● GIVEN PROBLEM:
The required output is the line that contains "Tag the tall evergreen" plus every line after it in the listing below, copied exactly as it appears.

===============

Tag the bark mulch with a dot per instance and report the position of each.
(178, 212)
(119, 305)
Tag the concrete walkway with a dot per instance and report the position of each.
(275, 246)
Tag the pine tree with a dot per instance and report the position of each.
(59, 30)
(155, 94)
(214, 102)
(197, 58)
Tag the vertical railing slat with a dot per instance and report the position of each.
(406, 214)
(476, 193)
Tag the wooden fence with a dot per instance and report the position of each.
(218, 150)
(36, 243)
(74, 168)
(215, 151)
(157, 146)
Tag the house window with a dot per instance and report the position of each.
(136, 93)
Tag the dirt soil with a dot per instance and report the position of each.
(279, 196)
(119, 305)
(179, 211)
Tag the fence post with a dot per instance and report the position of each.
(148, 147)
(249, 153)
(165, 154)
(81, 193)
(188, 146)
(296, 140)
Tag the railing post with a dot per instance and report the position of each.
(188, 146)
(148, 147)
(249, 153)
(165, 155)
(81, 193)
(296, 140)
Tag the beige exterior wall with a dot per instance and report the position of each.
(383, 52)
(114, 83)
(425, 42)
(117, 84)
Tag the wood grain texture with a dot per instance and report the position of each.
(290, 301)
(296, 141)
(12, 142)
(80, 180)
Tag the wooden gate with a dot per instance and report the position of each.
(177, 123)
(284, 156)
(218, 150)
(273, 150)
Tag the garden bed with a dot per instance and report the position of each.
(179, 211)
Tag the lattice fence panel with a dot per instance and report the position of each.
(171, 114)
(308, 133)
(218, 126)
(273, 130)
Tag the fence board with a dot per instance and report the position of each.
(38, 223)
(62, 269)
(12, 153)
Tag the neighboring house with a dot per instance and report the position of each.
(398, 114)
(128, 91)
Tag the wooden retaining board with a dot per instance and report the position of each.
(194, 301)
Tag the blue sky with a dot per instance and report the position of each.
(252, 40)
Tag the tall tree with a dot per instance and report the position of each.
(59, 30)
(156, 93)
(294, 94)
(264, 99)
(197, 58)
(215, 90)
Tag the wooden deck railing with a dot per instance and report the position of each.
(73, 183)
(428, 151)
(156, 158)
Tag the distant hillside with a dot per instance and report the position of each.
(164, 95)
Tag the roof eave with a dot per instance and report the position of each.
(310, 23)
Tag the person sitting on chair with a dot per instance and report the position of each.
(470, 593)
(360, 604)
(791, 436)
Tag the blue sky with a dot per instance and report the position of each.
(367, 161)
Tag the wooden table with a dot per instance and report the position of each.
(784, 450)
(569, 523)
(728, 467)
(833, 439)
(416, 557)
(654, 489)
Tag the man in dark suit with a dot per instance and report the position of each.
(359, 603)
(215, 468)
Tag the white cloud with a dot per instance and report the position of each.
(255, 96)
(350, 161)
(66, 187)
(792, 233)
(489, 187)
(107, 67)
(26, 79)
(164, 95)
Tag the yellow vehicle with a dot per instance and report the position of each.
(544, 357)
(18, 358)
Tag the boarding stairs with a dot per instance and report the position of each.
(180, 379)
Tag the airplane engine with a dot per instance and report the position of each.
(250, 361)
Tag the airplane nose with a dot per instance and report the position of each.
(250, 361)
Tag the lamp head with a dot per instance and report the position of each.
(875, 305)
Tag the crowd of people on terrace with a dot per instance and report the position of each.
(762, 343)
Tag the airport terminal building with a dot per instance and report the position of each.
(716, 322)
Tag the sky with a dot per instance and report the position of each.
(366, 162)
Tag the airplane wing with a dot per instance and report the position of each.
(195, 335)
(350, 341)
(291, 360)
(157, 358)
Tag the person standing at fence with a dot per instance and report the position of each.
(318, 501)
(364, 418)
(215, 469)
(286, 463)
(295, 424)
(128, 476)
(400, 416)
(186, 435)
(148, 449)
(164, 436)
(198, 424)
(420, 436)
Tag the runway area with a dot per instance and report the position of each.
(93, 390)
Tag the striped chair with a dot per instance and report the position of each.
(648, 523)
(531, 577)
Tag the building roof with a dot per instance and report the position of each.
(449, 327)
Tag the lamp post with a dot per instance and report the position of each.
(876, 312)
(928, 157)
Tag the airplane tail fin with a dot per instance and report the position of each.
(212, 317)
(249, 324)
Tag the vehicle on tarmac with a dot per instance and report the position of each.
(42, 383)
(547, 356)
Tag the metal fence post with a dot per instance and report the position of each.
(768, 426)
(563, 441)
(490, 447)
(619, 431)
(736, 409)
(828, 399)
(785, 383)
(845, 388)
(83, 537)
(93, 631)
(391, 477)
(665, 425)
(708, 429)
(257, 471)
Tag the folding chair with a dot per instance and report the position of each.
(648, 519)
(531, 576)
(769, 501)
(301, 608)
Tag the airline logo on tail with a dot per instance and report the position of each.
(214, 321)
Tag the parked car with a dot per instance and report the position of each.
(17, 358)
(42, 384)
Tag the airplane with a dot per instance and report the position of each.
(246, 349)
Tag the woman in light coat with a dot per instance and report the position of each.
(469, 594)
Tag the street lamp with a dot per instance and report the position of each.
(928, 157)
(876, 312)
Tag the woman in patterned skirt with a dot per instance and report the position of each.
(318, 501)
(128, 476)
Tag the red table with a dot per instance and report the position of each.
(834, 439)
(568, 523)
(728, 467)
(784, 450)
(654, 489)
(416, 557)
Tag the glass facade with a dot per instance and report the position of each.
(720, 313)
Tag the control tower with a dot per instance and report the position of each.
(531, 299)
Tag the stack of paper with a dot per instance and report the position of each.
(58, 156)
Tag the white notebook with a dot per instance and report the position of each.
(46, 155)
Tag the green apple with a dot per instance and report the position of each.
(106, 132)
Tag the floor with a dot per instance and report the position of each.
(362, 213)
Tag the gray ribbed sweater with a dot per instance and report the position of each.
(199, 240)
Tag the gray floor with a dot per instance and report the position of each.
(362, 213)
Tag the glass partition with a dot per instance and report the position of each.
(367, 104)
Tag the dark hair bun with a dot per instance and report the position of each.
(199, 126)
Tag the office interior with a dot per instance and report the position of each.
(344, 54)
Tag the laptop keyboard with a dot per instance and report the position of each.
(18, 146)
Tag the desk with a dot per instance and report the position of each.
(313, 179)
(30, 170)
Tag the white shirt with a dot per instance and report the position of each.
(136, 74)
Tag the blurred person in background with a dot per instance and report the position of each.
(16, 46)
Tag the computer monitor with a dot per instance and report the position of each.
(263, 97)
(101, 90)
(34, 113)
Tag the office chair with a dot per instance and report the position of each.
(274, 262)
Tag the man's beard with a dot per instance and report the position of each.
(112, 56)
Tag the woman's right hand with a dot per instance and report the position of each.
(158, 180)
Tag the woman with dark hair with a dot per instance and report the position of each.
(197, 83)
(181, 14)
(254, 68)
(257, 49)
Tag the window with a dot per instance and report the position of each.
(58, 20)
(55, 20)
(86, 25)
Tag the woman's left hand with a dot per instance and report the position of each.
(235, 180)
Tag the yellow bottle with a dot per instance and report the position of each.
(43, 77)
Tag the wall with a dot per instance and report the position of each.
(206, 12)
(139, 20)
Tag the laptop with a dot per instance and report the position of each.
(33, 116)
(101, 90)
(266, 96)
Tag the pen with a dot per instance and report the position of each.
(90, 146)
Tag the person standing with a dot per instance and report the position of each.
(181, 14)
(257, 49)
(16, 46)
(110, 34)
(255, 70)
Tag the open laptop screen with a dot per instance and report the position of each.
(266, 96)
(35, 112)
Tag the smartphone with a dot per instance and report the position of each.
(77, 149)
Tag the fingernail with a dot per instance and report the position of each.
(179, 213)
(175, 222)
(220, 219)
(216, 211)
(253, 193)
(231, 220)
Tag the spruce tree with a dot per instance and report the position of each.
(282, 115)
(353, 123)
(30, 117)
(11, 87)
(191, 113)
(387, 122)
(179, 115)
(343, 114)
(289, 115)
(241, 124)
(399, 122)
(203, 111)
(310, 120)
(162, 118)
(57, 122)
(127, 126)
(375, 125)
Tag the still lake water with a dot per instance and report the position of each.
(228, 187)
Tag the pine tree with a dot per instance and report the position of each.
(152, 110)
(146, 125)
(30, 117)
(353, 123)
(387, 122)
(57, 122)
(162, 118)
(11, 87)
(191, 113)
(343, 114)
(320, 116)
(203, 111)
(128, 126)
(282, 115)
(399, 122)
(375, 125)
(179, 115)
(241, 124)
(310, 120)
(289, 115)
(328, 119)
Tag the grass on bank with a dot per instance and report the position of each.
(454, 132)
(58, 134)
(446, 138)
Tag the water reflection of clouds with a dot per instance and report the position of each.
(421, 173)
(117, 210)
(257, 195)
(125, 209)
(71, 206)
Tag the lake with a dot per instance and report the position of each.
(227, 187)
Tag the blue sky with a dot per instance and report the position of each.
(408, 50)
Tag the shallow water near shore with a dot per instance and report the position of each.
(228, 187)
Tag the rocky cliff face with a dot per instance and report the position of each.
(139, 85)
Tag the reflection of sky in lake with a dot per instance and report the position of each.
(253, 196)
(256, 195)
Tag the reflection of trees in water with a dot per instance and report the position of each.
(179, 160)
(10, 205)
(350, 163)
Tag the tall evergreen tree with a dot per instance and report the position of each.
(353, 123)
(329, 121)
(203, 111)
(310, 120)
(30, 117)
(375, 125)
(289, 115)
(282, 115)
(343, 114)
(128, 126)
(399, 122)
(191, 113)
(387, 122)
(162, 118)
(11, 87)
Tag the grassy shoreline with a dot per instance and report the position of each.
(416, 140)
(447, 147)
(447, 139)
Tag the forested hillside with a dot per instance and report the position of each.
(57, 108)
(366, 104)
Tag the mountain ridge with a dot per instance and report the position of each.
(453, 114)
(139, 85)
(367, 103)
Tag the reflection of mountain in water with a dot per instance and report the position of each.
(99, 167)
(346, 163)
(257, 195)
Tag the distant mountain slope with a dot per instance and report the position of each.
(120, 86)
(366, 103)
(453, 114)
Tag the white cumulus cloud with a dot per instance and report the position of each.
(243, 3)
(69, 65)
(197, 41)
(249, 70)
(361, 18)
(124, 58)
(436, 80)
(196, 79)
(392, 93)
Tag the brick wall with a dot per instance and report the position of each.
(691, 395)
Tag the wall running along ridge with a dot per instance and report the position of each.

===============

● COMPLETE RESPONSE:
Tag the tall evergreen tree with a dot per instance and report the position of each.
(353, 123)
(329, 121)
(203, 111)
(310, 120)
(30, 117)
(375, 125)
(289, 115)
(282, 115)
(343, 114)
(128, 126)
(399, 122)
(191, 113)
(387, 122)
(162, 118)
(11, 87)
Tag the grassy shoreline with a dot per instance and report the position of each.
(416, 140)
(447, 147)
(447, 139)
Tag the forested hillside with a dot per instance and report the position of each.
(57, 108)
(366, 104)
Tag the mountain ridge with a dot per instance and report the position of each.
(453, 114)
(139, 85)
(367, 103)
Tag the reflection of mountain in water with a dot per instance and report the position of each.
(99, 167)
(346, 163)
(257, 195)
Tag the distant mountain slope with a dot per instance and report the position of each.
(120, 86)
(366, 103)
(453, 114)
Tag the white cumulus cloud with a dot per instance and report the position of each.
(243, 3)
(69, 65)
(197, 41)
(249, 70)
(361, 18)
(124, 58)
(436, 80)
(196, 79)
(392, 93)
Tag the brick wall with a dot per instance and report the position of each.
(691, 395)
Tag the wall running along ridge with a dot per instance and report the position of each.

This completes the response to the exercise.